(The data Opens)
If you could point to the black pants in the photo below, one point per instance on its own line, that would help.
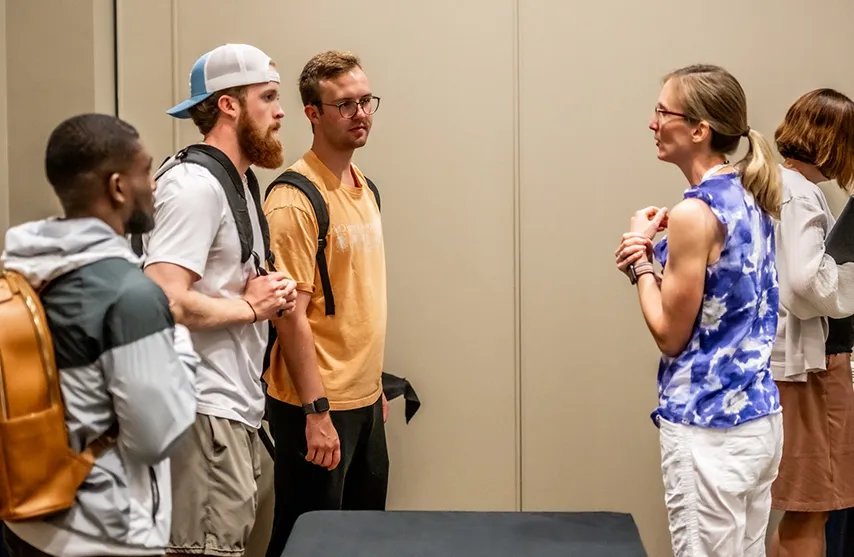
(840, 533)
(359, 482)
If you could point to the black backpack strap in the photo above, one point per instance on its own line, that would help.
(255, 190)
(321, 212)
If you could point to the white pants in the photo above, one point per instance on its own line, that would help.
(717, 486)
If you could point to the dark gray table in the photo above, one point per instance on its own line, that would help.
(464, 534)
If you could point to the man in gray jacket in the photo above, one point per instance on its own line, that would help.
(122, 359)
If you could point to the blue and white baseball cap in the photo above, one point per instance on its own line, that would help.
(229, 65)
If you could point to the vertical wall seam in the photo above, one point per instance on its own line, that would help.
(517, 253)
(116, 80)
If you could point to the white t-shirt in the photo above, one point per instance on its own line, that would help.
(194, 228)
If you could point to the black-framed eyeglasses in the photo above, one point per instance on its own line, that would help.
(349, 109)
(659, 112)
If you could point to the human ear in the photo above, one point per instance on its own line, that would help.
(116, 189)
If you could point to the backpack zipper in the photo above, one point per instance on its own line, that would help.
(155, 494)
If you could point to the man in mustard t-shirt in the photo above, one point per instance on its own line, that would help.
(326, 406)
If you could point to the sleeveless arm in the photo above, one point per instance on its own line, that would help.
(670, 310)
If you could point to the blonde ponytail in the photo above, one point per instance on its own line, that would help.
(760, 174)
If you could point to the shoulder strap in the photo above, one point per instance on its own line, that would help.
(228, 177)
(255, 190)
(226, 174)
(321, 213)
(374, 189)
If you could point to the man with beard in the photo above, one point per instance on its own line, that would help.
(194, 253)
(123, 363)
(326, 405)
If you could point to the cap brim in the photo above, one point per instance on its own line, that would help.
(182, 110)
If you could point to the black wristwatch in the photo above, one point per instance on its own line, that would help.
(638, 269)
(319, 405)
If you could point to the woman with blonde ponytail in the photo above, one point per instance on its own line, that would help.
(811, 359)
(713, 315)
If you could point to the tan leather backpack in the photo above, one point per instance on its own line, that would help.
(39, 472)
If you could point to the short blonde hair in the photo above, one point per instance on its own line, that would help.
(323, 66)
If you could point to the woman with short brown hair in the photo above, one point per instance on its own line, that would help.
(811, 358)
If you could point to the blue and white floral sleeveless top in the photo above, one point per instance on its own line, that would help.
(723, 377)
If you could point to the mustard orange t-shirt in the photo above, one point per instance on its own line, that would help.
(350, 344)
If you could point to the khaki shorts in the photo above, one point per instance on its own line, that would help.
(214, 493)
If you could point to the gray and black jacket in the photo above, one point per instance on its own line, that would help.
(121, 358)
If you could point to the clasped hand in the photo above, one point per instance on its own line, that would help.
(636, 245)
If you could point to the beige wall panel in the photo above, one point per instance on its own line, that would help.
(590, 76)
(103, 46)
(442, 152)
(145, 73)
(4, 135)
(47, 81)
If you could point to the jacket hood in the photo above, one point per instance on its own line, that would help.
(43, 250)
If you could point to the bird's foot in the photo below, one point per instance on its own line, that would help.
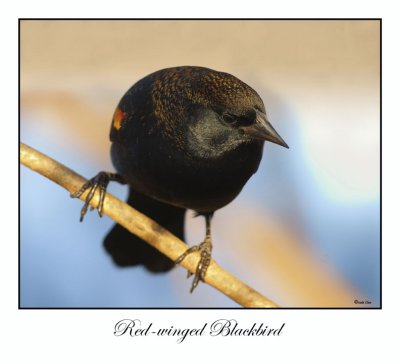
(The data Closes)
Exact repetition of all the records is required, with the pictures excluded.

Response to the exercise -
If you could point to the black pants in the photo below, one point per instance on its own line, that would help.
(840, 533)
(359, 482)
If you could point to the black backpack strap in the photo above, one point per instance on its own line, that would help.
(255, 190)
(321, 212)
If you could point to the white pants in the photo above, one point per instance on its own line, that would help.
(717, 486)
If you could point to the dark gray table in the photo above, one point per instance on its own line, that would help.
(464, 534)
If you could point to the man in gray jacket in the photo above, one point per instance on its own line, that would help.
(122, 359)
If you could point to the blue and white baseball cap in the photo above, one point per instance on its own line, that would help.
(229, 65)
If you could point to the vertical wall seam in the photo above, one point per instance on its own line, that would help.
(517, 253)
(116, 80)
If you could point to the white t-shirt in the photo above, one point per instance on its own line, that would help.
(194, 228)
If you could point to the black-framed eyeglasses in the photo above, one point per instance on its own line, that would help.
(349, 109)
(659, 112)
If you could point to the human ear in the photo above, one point per instance on its own line, that would help.
(116, 189)
If you could point to the backpack zipper in the photo above, one point per instance on its own line, that would help.
(155, 494)
If you could point to the man in mustard t-shirt in the photo above, one point per instance on its own line, that would help.
(326, 406)
If you could point to the sleeveless arm in the photo above, one point per instance on its own line, that would help.
(670, 310)
If you could point to the blonde ponytail in the photo above, one point per instance on its own line, that would help.
(760, 174)
If you could point to the shoulder strap in the photo above, one point per instance on its own line, that would help.
(228, 177)
(255, 190)
(226, 174)
(321, 213)
(374, 189)
If you could point to the man with beard in the photo above, one point per instance on its own line, that would help.
(194, 253)
(123, 363)
(326, 405)
If you could point to the cap brim in the photo above, one point per instance on its own line, that would help.
(182, 110)
If you could point to the black wristwatch in the photo above, one point per instance on its own line, that would help.
(638, 269)
(319, 405)
If you could point to the woman with blonde ponytail in the photo above, one point per instance on its own line, that would help.
(811, 359)
(713, 315)
If you could point to the tan leather backpack in the photo above, one point per instance on its own line, that would help.
(39, 472)
If you could point to the short blonde hair in the photo above, one point per instance on its own line, that would help.
(323, 66)
If you could point to the woman with short brown hair in the photo above, one point per instance on its own line, that would help.
(811, 358)
If you could point to the blue and white floral sleeveless top in the photo above, one point per instance on its own line, that would help.
(723, 377)
If you could point to the mustard orange t-shirt in the photo above, one point per instance on its own line, that would help.
(350, 344)
If you could point to the khaki shorts in the photo above, one point per instance on its own line, that would help.
(214, 493)
If you could point to the gray and black jacket in the photo above, one point per instance on its own line, that would help.
(121, 358)
If you could point to the clasped hand in the photo above, one point per instance on its own line, that would help.
(636, 245)
If you could point to the beige wall panel in the photo above, one point per instance on its own line, that would help.
(590, 76)
(103, 46)
(442, 152)
(145, 73)
(4, 135)
(47, 81)
If you could point to the jacket hood in the photo above, one point per instance on its own line, that would help.
(43, 250)
If you could point to the bird's foot in the photo below, one point per instance on its own line, that would help.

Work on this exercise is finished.